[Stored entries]
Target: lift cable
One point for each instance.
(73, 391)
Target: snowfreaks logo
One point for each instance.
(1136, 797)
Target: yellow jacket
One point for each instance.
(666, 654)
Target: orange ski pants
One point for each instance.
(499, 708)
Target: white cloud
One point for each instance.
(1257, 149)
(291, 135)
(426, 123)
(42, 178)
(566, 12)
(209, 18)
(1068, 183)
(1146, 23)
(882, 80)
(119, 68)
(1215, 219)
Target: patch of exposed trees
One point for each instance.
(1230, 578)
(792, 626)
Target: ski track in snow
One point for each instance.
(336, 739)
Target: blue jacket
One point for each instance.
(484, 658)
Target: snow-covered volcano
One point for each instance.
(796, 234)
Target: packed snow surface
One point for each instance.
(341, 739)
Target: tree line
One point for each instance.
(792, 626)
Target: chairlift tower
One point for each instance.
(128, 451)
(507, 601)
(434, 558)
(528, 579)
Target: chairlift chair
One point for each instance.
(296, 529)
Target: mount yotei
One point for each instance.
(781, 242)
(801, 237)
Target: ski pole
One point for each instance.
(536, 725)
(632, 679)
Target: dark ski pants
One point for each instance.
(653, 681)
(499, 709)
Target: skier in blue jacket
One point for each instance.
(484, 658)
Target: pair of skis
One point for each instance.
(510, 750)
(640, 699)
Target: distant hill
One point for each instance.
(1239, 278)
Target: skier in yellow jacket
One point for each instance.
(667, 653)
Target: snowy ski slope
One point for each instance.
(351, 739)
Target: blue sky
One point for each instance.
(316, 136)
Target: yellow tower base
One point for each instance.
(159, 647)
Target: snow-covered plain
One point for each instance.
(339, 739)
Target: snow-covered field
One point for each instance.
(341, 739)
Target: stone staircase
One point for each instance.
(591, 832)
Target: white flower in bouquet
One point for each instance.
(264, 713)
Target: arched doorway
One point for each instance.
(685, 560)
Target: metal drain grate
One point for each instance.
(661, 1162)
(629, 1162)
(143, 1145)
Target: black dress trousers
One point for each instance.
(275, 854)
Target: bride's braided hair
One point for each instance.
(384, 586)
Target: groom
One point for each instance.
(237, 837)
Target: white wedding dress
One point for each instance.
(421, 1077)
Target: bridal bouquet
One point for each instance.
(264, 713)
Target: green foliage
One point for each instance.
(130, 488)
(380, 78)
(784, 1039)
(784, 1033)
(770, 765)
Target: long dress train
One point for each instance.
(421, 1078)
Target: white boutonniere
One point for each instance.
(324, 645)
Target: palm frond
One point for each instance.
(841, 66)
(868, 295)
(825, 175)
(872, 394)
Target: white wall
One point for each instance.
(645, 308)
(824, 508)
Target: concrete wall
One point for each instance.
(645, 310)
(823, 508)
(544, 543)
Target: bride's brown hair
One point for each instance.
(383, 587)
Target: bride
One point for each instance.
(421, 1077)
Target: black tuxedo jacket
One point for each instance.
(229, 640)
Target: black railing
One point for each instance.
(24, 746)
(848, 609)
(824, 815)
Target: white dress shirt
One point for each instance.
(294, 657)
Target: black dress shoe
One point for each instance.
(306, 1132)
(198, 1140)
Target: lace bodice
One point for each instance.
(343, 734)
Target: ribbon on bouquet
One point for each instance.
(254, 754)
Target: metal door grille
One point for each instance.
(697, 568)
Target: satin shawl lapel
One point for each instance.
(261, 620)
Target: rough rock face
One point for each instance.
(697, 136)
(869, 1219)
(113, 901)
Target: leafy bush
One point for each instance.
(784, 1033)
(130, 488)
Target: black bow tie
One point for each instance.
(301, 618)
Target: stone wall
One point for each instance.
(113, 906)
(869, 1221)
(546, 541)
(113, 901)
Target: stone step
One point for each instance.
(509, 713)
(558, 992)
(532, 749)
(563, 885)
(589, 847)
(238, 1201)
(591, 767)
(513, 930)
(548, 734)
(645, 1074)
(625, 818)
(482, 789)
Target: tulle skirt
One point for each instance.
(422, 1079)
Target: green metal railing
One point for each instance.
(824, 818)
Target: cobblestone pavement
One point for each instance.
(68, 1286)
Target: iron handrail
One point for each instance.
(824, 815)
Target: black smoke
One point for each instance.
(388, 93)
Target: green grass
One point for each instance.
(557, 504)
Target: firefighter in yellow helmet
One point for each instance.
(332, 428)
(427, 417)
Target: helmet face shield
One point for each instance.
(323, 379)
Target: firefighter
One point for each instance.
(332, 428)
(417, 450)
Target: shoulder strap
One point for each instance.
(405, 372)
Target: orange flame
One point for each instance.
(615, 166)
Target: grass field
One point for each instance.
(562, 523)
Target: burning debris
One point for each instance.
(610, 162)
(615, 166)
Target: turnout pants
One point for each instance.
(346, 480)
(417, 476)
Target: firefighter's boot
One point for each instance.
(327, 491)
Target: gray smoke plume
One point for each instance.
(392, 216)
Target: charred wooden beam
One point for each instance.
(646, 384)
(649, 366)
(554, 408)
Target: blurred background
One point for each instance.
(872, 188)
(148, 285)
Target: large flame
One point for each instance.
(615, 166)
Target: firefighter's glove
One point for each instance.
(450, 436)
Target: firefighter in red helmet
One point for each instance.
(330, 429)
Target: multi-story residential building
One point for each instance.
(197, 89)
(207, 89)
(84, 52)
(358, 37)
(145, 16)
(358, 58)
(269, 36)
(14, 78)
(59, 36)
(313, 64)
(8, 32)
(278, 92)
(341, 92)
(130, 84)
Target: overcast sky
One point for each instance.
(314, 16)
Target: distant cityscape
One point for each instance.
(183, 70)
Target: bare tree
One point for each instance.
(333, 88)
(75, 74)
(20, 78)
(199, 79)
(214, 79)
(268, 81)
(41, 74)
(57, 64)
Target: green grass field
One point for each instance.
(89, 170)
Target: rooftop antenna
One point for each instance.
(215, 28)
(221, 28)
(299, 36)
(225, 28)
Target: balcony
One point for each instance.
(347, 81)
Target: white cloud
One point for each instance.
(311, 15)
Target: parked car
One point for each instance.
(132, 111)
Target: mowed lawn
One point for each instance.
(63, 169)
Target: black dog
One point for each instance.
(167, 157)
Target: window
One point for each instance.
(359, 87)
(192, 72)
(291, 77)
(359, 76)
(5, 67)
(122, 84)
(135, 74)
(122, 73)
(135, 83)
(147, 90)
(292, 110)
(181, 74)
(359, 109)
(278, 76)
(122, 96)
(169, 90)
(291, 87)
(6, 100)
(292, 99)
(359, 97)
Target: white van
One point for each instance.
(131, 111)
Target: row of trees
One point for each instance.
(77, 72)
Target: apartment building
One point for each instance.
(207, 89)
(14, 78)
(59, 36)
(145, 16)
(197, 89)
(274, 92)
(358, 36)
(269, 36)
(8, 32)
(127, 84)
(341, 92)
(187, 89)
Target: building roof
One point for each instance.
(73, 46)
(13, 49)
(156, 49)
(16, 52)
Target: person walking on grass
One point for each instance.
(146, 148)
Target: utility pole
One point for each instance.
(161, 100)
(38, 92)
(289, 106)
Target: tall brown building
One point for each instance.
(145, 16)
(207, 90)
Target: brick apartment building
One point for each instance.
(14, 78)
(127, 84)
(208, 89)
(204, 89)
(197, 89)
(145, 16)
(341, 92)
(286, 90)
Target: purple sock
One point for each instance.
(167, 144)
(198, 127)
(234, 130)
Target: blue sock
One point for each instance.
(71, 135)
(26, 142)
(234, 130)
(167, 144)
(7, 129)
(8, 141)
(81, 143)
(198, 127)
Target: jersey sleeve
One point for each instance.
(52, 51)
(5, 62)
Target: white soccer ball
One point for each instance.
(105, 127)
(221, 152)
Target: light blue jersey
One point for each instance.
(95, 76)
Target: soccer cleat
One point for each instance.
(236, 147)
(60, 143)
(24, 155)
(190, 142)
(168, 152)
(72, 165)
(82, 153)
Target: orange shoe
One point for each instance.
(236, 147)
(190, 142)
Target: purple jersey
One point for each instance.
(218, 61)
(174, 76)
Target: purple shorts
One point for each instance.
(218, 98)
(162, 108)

Directions:
Work through the records line by line and tally those that include the word "trees". Give the number alone.

Your solution:
2